== Exercise requirements ==
All of the material should be reproduced exactly, with pictures left out.

Object point labels:
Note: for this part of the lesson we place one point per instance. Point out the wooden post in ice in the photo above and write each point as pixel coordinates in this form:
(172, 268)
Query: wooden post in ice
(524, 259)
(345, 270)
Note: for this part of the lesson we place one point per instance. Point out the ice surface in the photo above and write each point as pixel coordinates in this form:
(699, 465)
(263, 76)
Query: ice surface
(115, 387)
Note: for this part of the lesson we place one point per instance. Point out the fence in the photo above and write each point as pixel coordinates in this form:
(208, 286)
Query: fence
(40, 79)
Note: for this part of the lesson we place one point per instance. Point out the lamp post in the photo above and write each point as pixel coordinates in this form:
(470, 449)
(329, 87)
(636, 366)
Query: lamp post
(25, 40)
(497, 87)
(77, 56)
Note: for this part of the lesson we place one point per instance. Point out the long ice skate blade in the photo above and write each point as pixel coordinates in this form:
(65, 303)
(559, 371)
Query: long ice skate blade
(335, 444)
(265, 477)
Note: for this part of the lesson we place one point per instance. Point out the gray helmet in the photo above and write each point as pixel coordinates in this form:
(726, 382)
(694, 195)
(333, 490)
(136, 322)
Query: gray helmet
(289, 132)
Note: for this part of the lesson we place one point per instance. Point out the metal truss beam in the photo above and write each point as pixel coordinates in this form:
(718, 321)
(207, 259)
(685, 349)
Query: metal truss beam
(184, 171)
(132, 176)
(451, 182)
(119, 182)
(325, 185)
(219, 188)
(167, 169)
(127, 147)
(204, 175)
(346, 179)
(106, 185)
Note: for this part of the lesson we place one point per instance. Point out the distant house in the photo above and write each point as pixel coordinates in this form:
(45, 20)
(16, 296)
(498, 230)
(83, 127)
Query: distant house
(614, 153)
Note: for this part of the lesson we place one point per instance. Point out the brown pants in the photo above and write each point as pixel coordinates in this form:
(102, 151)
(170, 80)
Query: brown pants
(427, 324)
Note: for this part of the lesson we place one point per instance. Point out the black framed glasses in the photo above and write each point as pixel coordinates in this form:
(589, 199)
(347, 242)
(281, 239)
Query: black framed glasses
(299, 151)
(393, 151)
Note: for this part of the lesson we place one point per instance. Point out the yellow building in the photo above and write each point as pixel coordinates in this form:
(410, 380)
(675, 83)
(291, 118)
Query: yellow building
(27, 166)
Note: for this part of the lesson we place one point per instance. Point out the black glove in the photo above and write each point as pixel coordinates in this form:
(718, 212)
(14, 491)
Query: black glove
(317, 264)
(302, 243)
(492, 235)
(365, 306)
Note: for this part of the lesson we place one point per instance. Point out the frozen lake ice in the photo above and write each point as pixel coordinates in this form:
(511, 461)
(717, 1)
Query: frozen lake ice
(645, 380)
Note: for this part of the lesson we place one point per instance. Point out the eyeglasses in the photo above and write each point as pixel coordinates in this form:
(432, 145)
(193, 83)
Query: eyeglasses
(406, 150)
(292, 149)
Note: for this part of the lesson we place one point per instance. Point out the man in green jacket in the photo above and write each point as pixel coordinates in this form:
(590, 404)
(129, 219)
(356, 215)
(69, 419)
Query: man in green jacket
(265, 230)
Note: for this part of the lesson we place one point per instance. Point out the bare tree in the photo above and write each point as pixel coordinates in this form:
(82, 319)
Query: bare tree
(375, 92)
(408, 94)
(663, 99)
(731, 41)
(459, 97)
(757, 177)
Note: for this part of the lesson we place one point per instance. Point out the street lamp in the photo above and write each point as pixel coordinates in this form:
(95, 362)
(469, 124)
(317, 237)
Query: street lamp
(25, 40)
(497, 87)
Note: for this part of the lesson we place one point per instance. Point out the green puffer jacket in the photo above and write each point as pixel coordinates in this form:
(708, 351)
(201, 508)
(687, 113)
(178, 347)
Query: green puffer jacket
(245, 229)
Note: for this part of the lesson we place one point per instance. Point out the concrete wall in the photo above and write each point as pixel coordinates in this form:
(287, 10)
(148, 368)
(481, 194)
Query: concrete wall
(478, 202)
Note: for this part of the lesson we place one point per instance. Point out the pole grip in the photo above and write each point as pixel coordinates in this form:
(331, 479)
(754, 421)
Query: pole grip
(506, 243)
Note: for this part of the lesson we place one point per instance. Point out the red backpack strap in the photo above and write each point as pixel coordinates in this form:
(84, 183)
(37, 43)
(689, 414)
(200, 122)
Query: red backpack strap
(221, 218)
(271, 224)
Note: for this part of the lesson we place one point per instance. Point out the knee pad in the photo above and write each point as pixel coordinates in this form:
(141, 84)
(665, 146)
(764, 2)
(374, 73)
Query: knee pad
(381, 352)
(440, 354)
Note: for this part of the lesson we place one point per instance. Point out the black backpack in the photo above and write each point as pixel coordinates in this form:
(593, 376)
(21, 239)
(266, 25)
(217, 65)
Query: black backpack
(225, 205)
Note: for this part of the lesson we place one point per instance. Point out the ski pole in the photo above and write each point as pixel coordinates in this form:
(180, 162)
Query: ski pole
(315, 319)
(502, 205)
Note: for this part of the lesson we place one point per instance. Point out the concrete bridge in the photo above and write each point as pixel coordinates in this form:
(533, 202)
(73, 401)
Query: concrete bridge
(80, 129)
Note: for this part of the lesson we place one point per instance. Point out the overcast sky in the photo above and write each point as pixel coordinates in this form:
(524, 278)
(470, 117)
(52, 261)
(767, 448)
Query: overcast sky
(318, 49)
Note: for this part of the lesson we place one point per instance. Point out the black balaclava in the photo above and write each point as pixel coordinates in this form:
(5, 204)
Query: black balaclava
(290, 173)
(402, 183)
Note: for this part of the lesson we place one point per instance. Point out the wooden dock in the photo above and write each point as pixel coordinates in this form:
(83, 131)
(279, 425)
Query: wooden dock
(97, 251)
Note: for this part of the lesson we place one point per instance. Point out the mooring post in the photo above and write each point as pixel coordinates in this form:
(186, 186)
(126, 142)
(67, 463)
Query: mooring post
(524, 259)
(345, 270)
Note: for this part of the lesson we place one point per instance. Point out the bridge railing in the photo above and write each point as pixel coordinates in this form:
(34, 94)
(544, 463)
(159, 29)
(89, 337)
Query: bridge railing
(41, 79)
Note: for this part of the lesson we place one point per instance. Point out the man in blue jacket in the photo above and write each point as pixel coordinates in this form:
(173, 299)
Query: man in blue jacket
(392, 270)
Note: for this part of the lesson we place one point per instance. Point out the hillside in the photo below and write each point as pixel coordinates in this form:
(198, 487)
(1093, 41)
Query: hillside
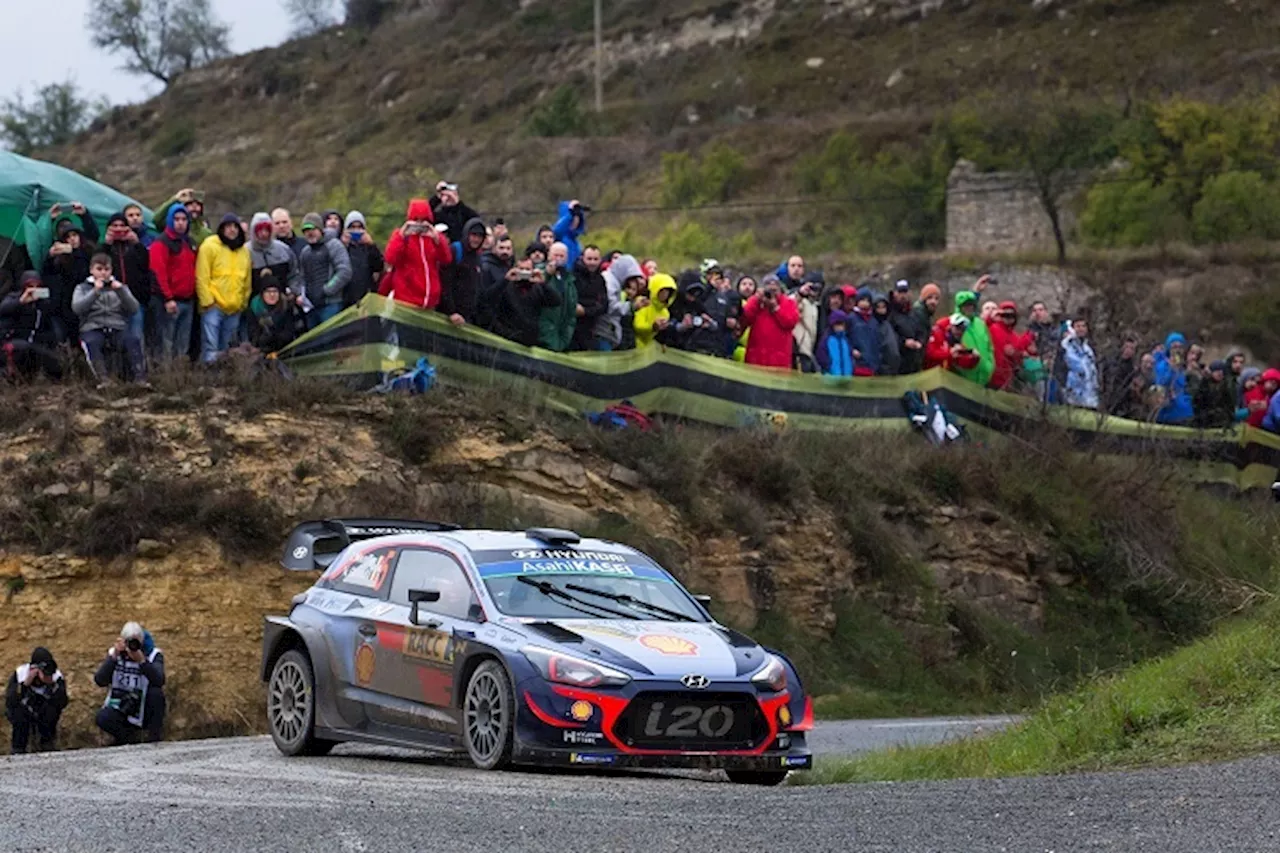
(448, 87)
(900, 579)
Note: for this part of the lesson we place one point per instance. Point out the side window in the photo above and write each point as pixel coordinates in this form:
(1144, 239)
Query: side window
(362, 575)
(433, 570)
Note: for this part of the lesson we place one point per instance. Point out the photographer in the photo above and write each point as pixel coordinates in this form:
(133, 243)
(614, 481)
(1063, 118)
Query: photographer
(133, 670)
(35, 697)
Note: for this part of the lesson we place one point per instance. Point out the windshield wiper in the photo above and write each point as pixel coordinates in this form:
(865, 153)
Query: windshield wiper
(622, 598)
(552, 591)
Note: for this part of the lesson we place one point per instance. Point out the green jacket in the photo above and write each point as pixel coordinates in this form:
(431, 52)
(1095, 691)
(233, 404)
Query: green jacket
(556, 324)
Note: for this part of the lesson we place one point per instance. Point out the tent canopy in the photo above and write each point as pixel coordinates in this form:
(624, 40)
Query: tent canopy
(28, 188)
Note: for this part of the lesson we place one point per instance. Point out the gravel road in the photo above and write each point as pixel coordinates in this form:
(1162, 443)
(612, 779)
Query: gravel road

== Exercise solution ==
Note: for this part of the lesson we place one point per instance. Point out the wooden post in ice in the photo above and write each point as pixel coordinates in this form:
(172, 268)
Query: wooden post in ice
(524, 259)
(345, 270)
Note: for this part of the lesson we place one point per instance. Point out the ice surface in the photo above and write each point as pixel coordinates in this form:
(699, 465)
(263, 76)
Query: ice surface
(115, 387)
Note: for this part of the lesson we place one point per instance. Point out the fence in the photo above and write each point as pixel coordinates in this form:
(208, 286)
Query: fence
(40, 79)
Note: for this part of the lesson we place one point per instance. Point out the lamp post in the photo above and write each point as pixel coordinates in this form:
(470, 449)
(329, 87)
(636, 366)
Query: lamp post
(25, 40)
(497, 87)
(77, 56)
Note: for this part of the lesson we place one point per instance. Point out the long ice skate blade in the photo above and write each point as pixel coordinates in this form:
(65, 303)
(559, 371)
Query: long ice skate blade
(335, 444)
(265, 477)
Note: for this part of the lesson we place one point per instance. Point out the gray helmet in the photo above and write each point as pixel coordinates in this form:
(726, 382)
(694, 195)
(333, 490)
(136, 322)
Query: gray helmet
(289, 132)
Note: for this part of the lesson we place one point per instance. Point out the metal truss beam in the photo above and write each point as pixel coordinates in this form:
(718, 321)
(207, 259)
(685, 349)
Query: metal truss beam
(184, 171)
(132, 176)
(451, 182)
(119, 182)
(325, 185)
(219, 188)
(167, 169)
(127, 147)
(204, 175)
(346, 179)
(106, 185)
Note: for this part of the lesson we place one point per instance. Point out the distant house in the photo above and write each point as pixel coordinates in this form:
(45, 20)
(16, 296)
(498, 230)
(83, 127)
Query: distant house
(614, 153)
Note: for this part of the lesson we place one point per instance. Point out the brown pants in the photo above and write each point as pixel coordinates in this form:
(102, 151)
(170, 80)
Query: brown pants
(427, 324)
Note: for this part of the lesson we place one point per instance. Point out the black framed glasses in the photo above and write each point as pixel coordinates in this form:
(589, 199)
(347, 242)
(281, 239)
Query: black framed glasses
(299, 151)
(393, 151)
Note: for this part of the lesson we place one point per instance. Point out the yellow building in the photo above and write each point as pixel coordinates in this form:
(410, 380)
(675, 83)
(291, 118)
Query: yellow building
(27, 166)
Note: for this part of the lesson we place one point per instance. Point out the black glove in the photo above and write each point as pixel coordinates in this form:
(718, 212)
(14, 491)
Query: black glove
(317, 264)
(302, 243)
(492, 235)
(365, 306)
Note: for this part of the lesson we place one point per instance. Point out the frozen lake ice in the photo above and write each point as pixel coordinates in this form:
(511, 461)
(717, 1)
Query: frozen lake ice
(645, 380)
Note: for this part of the lesson we place one point per instance. Point out the eyeglasses in the photo above and write each point as pixel coordinates in this form:
(432, 145)
(193, 83)
Query: eyeglasses
(406, 150)
(292, 149)
Note: for this part of the lesson we place one point per instance. Point out the man in green jacket in the photo above and write each point as pixel coordinates in this form:
(590, 404)
(129, 219)
(356, 215)
(69, 419)
Query: man in green jacket
(265, 230)
Note: for this part of the lesson we place one point per instance. Point out the bare tree in the photo above and write each point as pixel coordinates in this form:
(82, 319)
Query: bare tree
(375, 92)
(408, 94)
(663, 99)
(731, 41)
(459, 97)
(757, 177)
Note: for this part of the lesson we place one point per instance. Point out the street lamp in the photo above and write each point as pixel coordinates in this form:
(95, 362)
(469, 124)
(317, 237)
Query: street lamp
(25, 40)
(497, 87)
Note: for this part of the lesson we place one point per instance. Point out the green puffer jacket in the photo above and write each point as pixel coordinates in this form:
(708, 351)
(201, 508)
(687, 113)
(178, 347)
Query: green puffer jacket
(245, 229)
Note: for this part of the lesson we place one point per instance. Point out the concrete wall in the photo above and write each point as pixel coordinates in this form:
(287, 10)
(148, 368)
(481, 194)
Query: concrete wall
(478, 202)
Note: for this part of the lesson we place one point per instance. Point out the pole grip in the photo above and write each point as pixel coordinates in this form:
(331, 479)
(754, 421)
Query: pole grip
(506, 243)
Note: for this part of the lesson we place one point per instance. Point out the red backpack strap in the photo above and write each point as pixel coordinates in this form:
(84, 183)
(37, 43)
(689, 414)
(200, 122)
Query: red backpack strap
(221, 218)
(271, 224)
Note: for this part of the lesson we place one point per instance. Point out the knee pad in the photo above and write each point as pixel coordinates in this form:
(141, 84)
(665, 146)
(764, 2)
(374, 73)
Query: knee pad
(381, 352)
(440, 354)
Note: for this part of the lesson we place one point per instance. Point out the black backpack in the photo above and write each point as pixel coordinates in this form:
(593, 376)
(21, 239)
(266, 25)
(217, 65)
Query: black backpack
(225, 205)
Note: for this part of the lesson we place one point per instance. Point out the ski pole in the photo above and write each point as pixel coordinates in this form:
(180, 162)
Query: ski pole
(315, 319)
(502, 205)
Note: for this part of the lesson we place one point per instance. Point out the concrete bridge in the photo above and write each point as pixel coordinates in this form:
(533, 202)
(73, 401)
Query: concrete bridge
(80, 129)
Note: for this part of the lesson we place one point per instance. Point out the overcast sky in the photo above and write each point as pixel coordinates in this form:
(524, 278)
(470, 117)
(52, 261)
(767, 448)
Query: overcast sky
(318, 49)
Note: for this part of the lesson we place one point per instance. Point out the black balaclava in the photo above and write each point as pixel coordinates in this form:
(5, 204)
Query: black balaclava
(290, 173)
(402, 183)
Note: for this part of the lesson we place one point per instance. Point out the wooden dock in the photo above and write each point as pixel coordinates in this form:
(83, 131)
(279, 425)
Query: wooden dock
(97, 251)
Note: for this part of the lesson we place one point per instance. Point out the mooring post in the photo above and write each point as pixel coordinates in this form:
(186, 186)
(126, 142)
(67, 463)
Query: mooring post
(524, 259)
(345, 270)
Note: for this part of the lesson we place one point per instance. Point out the bridge railing in the photo above and write each point as pixel coordinates in this form:
(34, 94)
(544, 463)
(159, 29)
(89, 337)
Query: bridge railing
(41, 79)
Note: for this part of the lesson we place one point per instance. Point out the man in blue jacket in the photo above and write each point as pixel coordinates in this form:
(173, 299)
Query: man in blue jacket
(392, 270)
Note: for this part of the lesson we place one point per instance. Point out the hillside in the photo below and write each point as pixel coordinates in this form:
(198, 487)
(1093, 41)
Query: hillside
(448, 87)
(900, 579)
Note: for this part of the lesson we place one point per instance. Point out the side window in the photo above and write each point as pixel coordinates in this form:
(1144, 239)
Query: side window
(362, 575)
(433, 570)
Note: for this part of the lesson we place one point per instance. Point out the photographer in the photo above and write each point as pixel coordinates in this form:
(133, 243)
(614, 481)
(1063, 118)
Query: photographer
(133, 670)
(35, 697)
Note: for this part of the lesson we place one point per instance. Point out the windshield wiper in the photo above and write each point as pixel coordinates in this form:
(865, 153)
Query: windshield wiper
(622, 598)
(552, 591)
Note: for this part of the lesson we place one point per instance. Point out the green jacket in the photo above and write each point as pixel coordinates in this form:
(431, 52)
(1095, 691)
(233, 404)
Query: green jacket
(556, 324)
Note: for this part of the lesson we place one point per instance. Point out the tent canopy in the photo above and write each point as pixel coordinates in this form:
(624, 40)
Query: tent canopy
(28, 188)
Note: for this part of the lesson we place one point per instance. Point out the gravel road in the photo above and write each point as pixel coordinates in this form:
(1162, 443)
(612, 779)
Query: gravel road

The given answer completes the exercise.